§ **Document excerpt**:
[llvm] r184575 - Fix PR16360

Fri Jun 21 17:33:07 PDT 2013

Good point. I thought the original transformation is targeted to reduce
overhead of shift in some scenarios when data types must be extended,
e.g. 64-bit integer on 32-bit targets. It's painful to do that if all
significant bits are required.

For 64-bit targets, reducing a 64-bit shift to a 32-bit one might have
benefit as well. E.g., you may save one byte on x86-64 without encoding
the W bit.

We could go even aggressively by folding (srl (anyextend x), c) to (zext
(srl x, c)) to help generate efficient code on 64-bit targets as 'zext'
has better support. I verified it on x86-64 and ppc64 where the same
code is generated before the bug is fixed. I checked aarch64 and mips64
as well but it seems those targets doesn't take the advantage that high
bits are set to ZERO (I learned from public source that, with 32-bit
instruction, on aarch64, the upper 32 bits of the destination register
are set to ZERO and, on mips64, the upper 32 bits of the destination
register will be sign extended and will be cleared for this case.)

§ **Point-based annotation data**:
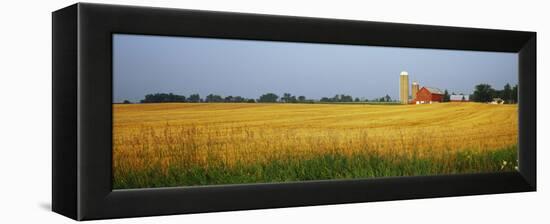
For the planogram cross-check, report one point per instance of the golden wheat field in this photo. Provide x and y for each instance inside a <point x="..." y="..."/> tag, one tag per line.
<point x="161" y="137"/>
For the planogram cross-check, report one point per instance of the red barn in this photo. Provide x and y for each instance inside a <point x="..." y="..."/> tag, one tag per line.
<point x="428" y="95"/>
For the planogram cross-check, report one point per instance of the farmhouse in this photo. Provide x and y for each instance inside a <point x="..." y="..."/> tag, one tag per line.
<point x="460" y="98"/>
<point x="428" y="95"/>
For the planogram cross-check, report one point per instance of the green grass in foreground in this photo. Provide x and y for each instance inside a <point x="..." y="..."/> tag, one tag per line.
<point x="323" y="167"/>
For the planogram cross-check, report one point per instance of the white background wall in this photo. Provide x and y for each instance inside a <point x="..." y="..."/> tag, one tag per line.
<point x="25" y="112"/>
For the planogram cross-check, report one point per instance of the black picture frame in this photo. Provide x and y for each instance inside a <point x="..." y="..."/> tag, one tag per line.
<point x="82" y="111"/>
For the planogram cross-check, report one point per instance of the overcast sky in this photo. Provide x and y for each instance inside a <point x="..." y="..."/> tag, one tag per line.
<point x="182" y="65"/>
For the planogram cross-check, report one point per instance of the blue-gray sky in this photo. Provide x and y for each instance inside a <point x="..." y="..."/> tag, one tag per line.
<point x="182" y="65"/>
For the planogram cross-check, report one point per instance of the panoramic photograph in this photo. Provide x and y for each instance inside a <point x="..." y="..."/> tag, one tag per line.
<point x="191" y="111"/>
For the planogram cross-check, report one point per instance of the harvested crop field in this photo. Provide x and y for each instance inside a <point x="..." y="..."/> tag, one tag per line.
<point x="186" y="144"/>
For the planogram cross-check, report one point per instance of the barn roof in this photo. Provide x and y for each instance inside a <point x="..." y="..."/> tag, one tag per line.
<point x="434" y="90"/>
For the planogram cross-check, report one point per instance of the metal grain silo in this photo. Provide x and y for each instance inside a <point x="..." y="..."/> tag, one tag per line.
<point x="404" y="87"/>
<point x="414" y="89"/>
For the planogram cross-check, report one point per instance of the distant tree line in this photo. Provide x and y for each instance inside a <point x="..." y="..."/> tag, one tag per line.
<point x="485" y="93"/>
<point x="264" y="98"/>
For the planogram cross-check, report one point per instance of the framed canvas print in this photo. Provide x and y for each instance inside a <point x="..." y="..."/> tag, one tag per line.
<point x="167" y="111"/>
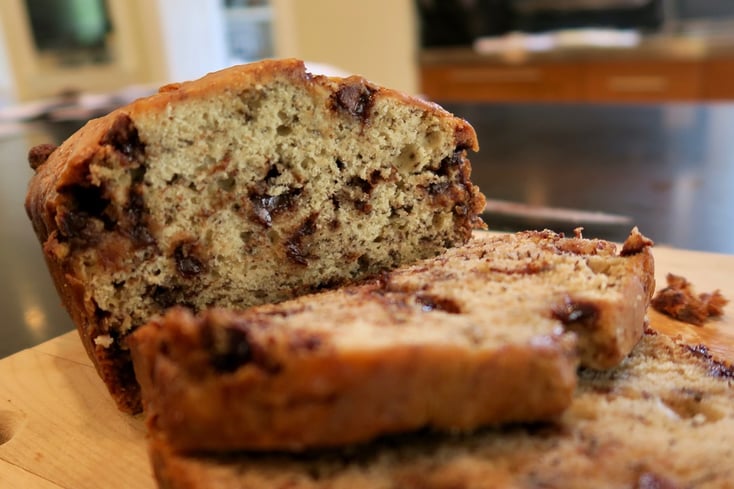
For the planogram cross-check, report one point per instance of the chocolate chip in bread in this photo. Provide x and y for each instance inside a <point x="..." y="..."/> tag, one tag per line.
<point x="664" y="418"/>
<point x="487" y="333"/>
<point x="251" y="185"/>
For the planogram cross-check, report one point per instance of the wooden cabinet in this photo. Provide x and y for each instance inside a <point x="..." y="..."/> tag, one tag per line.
<point x="542" y="82"/>
<point x="597" y="80"/>
<point x="642" y="81"/>
<point x="719" y="76"/>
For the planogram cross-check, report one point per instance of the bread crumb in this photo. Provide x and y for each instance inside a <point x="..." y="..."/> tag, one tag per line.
<point x="679" y="301"/>
<point x="104" y="340"/>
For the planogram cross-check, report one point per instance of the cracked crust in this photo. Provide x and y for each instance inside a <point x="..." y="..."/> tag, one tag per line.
<point x="251" y="185"/>
<point x="483" y="334"/>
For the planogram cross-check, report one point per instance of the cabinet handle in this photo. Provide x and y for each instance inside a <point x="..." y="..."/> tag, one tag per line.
<point x="522" y="75"/>
<point x="631" y="84"/>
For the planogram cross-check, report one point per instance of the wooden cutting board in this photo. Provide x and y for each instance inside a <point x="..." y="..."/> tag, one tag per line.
<point x="59" y="428"/>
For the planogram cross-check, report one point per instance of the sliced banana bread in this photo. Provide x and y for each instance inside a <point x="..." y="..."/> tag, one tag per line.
<point x="663" y="419"/>
<point x="486" y="333"/>
<point x="252" y="185"/>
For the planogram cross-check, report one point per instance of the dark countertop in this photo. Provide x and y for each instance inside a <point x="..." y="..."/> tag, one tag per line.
<point x="668" y="169"/>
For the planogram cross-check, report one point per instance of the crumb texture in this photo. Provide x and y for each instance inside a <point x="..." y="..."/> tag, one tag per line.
<point x="485" y="333"/>
<point x="662" y="419"/>
<point x="252" y="185"/>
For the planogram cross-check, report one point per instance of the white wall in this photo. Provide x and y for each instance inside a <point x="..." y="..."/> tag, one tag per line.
<point x="7" y="88"/>
<point x="193" y="36"/>
<point x="374" y="38"/>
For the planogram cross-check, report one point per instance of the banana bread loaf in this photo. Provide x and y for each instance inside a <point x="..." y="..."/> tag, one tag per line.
<point x="663" y="419"/>
<point x="483" y="334"/>
<point x="252" y="185"/>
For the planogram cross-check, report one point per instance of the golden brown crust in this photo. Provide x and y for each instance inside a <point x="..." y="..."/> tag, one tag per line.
<point x="662" y="419"/>
<point x="476" y="336"/>
<point x="93" y="214"/>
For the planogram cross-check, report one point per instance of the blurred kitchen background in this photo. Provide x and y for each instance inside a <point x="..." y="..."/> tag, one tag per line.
<point x="597" y="113"/>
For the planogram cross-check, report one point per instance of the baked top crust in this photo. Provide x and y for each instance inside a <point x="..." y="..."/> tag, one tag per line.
<point x="664" y="418"/>
<point x="251" y="185"/>
<point x="486" y="333"/>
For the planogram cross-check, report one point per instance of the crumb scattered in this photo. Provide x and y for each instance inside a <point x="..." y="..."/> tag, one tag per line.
<point x="679" y="301"/>
<point x="635" y="243"/>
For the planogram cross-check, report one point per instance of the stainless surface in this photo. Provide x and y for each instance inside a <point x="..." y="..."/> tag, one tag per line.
<point x="669" y="169"/>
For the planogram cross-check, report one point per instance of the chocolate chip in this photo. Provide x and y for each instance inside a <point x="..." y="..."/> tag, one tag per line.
<point x="233" y="352"/>
<point x="356" y="98"/>
<point x="38" y="155"/>
<point x="581" y="313"/>
<point x="187" y="263"/>
<point x="123" y="137"/>
<point x="85" y="218"/>
<point x="450" y="163"/>
<point x="716" y="368"/>
<point x="266" y="207"/>
<point x="360" y="183"/>
<point x="80" y="226"/>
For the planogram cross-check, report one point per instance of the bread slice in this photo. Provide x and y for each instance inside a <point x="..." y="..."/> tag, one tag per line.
<point x="254" y="184"/>
<point x="483" y="334"/>
<point x="664" y="418"/>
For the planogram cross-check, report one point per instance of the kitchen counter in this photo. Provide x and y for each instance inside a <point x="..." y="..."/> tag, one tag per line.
<point x="668" y="169"/>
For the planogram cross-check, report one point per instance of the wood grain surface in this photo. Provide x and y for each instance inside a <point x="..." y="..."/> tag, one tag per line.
<point x="59" y="428"/>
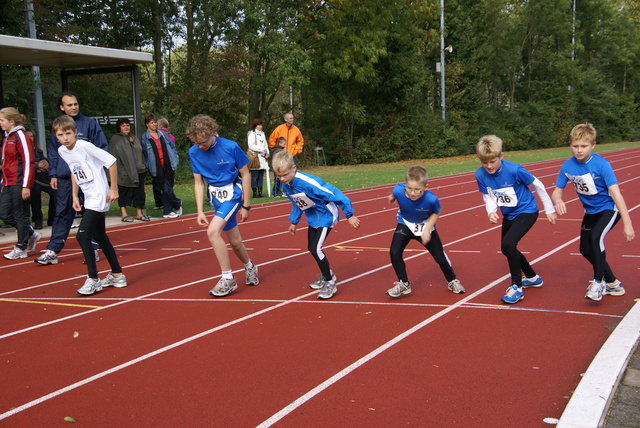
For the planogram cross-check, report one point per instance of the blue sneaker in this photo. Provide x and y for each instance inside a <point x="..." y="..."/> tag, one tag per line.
<point x="514" y="295"/>
<point x="534" y="282"/>
<point x="614" y="288"/>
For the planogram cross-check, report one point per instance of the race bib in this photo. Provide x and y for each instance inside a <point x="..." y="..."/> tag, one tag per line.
<point x="81" y="172"/>
<point x="584" y="184"/>
<point x="302" y="201"/>
<point x="416" y="228"/>
<point x="505" y="197"/>
<point x="223" y="193"/>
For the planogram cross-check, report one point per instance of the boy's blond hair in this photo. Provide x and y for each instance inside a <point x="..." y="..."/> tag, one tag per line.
<point x="584" y="131"/>
<point x="282" y="161"/>
<point x="417" y="173"/>
<point x="63" y="123"/>
<point x="489" y="147"/>
<point x="200" y="127"/>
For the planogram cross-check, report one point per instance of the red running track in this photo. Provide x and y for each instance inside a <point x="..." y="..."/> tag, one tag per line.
<point x="161" y="352"/>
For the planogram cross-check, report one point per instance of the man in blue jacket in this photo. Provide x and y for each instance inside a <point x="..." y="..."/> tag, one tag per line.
<point x="89" y="130"/>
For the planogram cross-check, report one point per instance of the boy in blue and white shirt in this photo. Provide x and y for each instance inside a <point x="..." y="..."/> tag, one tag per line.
<point x="319" y="201"/>
<point x="221" y="166"/>
<point x="506" y="185"/>
<point x="417" y="216"/>
<point x="598" y="190"/>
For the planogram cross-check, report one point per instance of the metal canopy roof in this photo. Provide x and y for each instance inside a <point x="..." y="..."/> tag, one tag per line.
<point x="43" y="53"/>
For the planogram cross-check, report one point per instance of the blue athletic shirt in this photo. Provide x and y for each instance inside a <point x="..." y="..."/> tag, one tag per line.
<point x="592" y="180"/>
<point x="317" y="199"/>
<point x="219" y="164"/>
<point x="508" y="188"/>
<point x="416" y="211"/>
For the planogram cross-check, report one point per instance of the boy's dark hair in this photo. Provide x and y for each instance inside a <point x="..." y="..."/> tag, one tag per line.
<point x="63" y="123"/>
<point x="66" y="94"/>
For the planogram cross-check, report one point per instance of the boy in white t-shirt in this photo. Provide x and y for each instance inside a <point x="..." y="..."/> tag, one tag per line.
<point x="86" y="163"/>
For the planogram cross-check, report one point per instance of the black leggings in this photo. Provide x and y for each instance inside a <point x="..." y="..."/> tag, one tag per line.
<point x="512" y="233"/>
<point x="401" y="238"/>
<point x="316" y="238"/>
<point x="92" y="226"/>
<point x="592" y="233"/>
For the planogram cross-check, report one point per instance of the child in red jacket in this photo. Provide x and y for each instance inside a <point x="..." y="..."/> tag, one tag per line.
<point x="18" y="172"/>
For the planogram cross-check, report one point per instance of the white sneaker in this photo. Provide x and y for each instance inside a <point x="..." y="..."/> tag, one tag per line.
<point x="317" y="284"/>
<point x="251" y="275"/>
<point x="15" y="254"/>
<point x="224" y="287"/>
<point x="399" y="288"/>
<point x="614" y="288"/>
<point x="112" y="281"/>
<point x="456" y="287"/>
<point x="328" y="290"/>
<point x="48" y="258"/>
<point x="33" y="241"/>
<point x="595" y="290"/>
<point x="91" y="286"/>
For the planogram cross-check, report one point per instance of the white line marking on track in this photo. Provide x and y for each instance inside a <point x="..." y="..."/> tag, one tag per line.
<point x="335" y="378"/>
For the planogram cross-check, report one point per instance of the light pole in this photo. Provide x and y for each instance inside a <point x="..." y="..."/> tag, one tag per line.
<point x="443" y="102"/>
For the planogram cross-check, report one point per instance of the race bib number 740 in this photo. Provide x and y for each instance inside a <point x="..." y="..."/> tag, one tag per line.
<point x="223" y="193"/>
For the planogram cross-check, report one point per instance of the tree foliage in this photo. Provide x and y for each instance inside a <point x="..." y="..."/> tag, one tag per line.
<point x="361" y="73"/>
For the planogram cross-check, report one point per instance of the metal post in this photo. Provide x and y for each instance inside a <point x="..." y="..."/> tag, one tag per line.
<point x="38" y="110"/>
<point x="573" y="33"/>
<point x="442" y="75"/>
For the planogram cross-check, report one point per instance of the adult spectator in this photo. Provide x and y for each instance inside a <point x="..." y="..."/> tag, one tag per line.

§ **Tasks to complete**:
1. Count the lines of the entries that contain the string "light", and give only the number.
2. Carry on the message about shift reduction on 64-bit targets, starting right after its final sentence.

§ **Results of the exercise**:
1. 1

2.
Please check the patch attached.

- michael

On Fri, 2013-06-21 at 13:39 -0700, Nadav Rotem wrote:
> I understand that you fixed this transformation but now it does not look profitable. Do you think that it is profitable for all platforms ? If not then you can either erase this code or move it to the backends that do support it. 
> 
> > On Jun 21, 2013, at 13:02, Michael Liao <michael.liao at intel.com> wrote:
> > 
> > Hi Nadav
> > 
> > That patch make that transformation semantically correct as (srl
> > (anyextend x), c) will clear off the high bits but (anyextend (srl x,
> > c)) will leave high bits undefined.
> > 
> > BTW, PR16360 is not a target specific issue as reported
> > http://llvm.org/bugs/show_bug.cgi?id=16360
> > 
> > Thanks
> > - Michael
> > 
> >> On Fri, 2013-06-21 at 12:22 -0700, Nadav Rotem wrote:
> >> It is not clear to me why this transformation is profitable for all
> >> platforms. You are adding an AND operation here. Should this
> >> optimization be target specific maybe ?
> >> 
> >> On Jun 21, 2013, at 11:45 AM, Michael Liao <michael.liao at intel.com>
> >> wrote:
> >> 
> >>> Author: hliao
> >>> Date: Fri Jun 21 13:45:27 2013
> >>> New Revision: 184575
> >>> 
> >>> URL: http://llvm.org/viewvc/llvm-project?rev=184575&view=rev
> >>> Log:
> >>> Fix PR16360
> >>> 
> >>> When (srl (anyextend x), c) is folded into (anyextend (srl x, c)),
> >>> the
> >>> high bits are not cleared. Add 'and' to clear off them.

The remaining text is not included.